*Directive 1:* Print the stretch of the passage on company officers and governance from "Ronald P. Van, Jr." through "conduct and compliance.".

— Begin Provided text —

Robert J. Powell has served as our Vice President, Human Resources since September 2007. From 2001 to September 2007, Mr. Powell served as Vice President, Human Resources Operations and Workforce Planning of Archer Daniels Midland Company. From 2000 to 2001, Mr. Powell served as Vice President, Human Resources-Southeast of AT&T Broadband. From 1999 to 2000, he served as Corporate Vice President, Human Resources of Porex Corporation.
 
Robert B. Rosenbaum has served as our Vice President, Operations since 1998. From 1982 until 1998, Mr. Rosenbaum served as President of Bruckner Supply Company, Inc., an integrated supply company that we acquired in 1998.
 
Ronald P. Van, Jr. has served as our Vice President, Operations since October 1998. Previously, Mr. Van served as a Vice President and Controller of EESCO, an electrical distributor we acquired in 1996.
 
CORPORATE GOVERNANCE
­ ­
 
Corporate Governance Guidelines
 
We have adopted Corporate Governance Guidelines in conformity with the New York Stock Exchange (NYSE) listed company standards to assist members of our Board in fully understanding and effectively implementing their responsibilities while assuring our on-going commitment to high standards of corporate conduct and compliance.
 
We have adopted a Code of Business Ethics and Conduct, referred to as the Code, which applies to our Board of Directors and all of our employees and covers all areas of professional conduct, including customer relations, conflicts of interest, insider trading, financial disclosure, and compliance with applicable laws and regulations.

— End Provided text —

*Directive 2:* Identify each line of the records below that contains the string "BATCH", and copy those lines.

— Begin Data supplied —

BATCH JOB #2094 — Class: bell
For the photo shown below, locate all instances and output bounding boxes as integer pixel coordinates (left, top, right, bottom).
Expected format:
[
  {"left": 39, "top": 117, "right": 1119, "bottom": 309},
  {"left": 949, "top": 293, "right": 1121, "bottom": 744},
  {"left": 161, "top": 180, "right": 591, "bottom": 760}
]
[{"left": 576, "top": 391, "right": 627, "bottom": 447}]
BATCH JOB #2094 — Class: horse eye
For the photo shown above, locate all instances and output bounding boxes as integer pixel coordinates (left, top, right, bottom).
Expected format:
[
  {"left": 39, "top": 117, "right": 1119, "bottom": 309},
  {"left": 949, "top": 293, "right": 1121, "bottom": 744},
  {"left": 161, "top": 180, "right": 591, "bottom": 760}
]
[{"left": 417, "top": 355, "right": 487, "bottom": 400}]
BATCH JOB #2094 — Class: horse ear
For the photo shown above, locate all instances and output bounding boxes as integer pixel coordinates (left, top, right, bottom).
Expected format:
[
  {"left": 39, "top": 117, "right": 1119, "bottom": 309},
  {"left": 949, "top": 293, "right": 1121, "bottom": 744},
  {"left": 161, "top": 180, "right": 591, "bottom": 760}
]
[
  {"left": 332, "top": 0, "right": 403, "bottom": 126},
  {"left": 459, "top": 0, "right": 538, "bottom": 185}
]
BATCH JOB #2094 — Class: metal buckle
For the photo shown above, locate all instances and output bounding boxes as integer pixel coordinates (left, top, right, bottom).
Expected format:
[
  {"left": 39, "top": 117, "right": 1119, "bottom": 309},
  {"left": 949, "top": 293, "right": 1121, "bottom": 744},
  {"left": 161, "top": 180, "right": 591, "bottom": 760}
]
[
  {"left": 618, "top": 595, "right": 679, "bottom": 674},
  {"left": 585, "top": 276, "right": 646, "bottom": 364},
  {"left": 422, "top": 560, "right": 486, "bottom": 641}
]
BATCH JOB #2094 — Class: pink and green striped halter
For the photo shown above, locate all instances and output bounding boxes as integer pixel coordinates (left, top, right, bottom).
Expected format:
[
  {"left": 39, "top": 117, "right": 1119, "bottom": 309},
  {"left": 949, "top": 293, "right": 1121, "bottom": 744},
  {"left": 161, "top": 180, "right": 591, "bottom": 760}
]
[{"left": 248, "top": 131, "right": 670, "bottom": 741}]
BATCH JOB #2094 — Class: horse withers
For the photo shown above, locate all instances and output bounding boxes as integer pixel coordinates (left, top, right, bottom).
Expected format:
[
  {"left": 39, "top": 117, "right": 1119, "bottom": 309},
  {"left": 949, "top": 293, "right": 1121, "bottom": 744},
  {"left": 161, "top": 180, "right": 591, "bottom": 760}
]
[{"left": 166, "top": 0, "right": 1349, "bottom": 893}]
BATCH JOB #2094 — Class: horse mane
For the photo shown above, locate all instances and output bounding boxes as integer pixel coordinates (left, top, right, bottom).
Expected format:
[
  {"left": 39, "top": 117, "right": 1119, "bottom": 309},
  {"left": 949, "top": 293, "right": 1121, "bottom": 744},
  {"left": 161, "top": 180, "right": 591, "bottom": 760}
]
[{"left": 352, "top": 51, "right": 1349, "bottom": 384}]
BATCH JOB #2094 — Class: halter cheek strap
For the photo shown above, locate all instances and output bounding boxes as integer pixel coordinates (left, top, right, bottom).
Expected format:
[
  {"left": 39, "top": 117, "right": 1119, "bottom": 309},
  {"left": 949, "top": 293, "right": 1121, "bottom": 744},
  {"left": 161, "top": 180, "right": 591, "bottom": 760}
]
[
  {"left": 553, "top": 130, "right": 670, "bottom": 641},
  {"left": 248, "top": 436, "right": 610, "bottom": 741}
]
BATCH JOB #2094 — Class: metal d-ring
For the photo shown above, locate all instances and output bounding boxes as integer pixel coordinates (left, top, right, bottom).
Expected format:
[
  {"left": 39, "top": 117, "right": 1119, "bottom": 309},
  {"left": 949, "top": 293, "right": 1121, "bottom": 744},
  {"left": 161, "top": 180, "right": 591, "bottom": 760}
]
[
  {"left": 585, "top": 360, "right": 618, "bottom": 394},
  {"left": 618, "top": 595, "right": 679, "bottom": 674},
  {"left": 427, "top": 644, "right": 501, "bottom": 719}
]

— End Data supplied —

*Worked solution 1:*
Ronald P. Van, Jr. has served as our Vice President, Operations since October 1998. Previously, Mr. Van served as a Vice President and Controller of EESCO, an electrical distributor we acquired in 1996.
 
CORPORATE GOVERNANCE
­ ­
 
Corporate Governance Guidelines
 
We have adopted Corporate Governance Guidelines in conformity with the New York Stock Exchange (NYSE) listed company standards to assist members of our Board in fully understanding and effectively implementing their responsibilities while assuring our on-going commitment to high standards of corporate conduct and compliance.

*Worked solution 2:*
BATCH JOB #2094 — Class: bell
BATCH JOB #2094 — Class: horse eye
BATCH JOB #2094 — Class: horse ear
BATCH JOB #2094 — Class: metal buckle
BATCH JOB #2094 — Class: pink and green striped halter
BATCH JOB #2094 — Class: horse withers
BATCH JOB #2094 — Class: horse mane
BATCH JOB #2094 — Class: halter cheek strap
BATCH JOB #2094 — Class: metal d-ring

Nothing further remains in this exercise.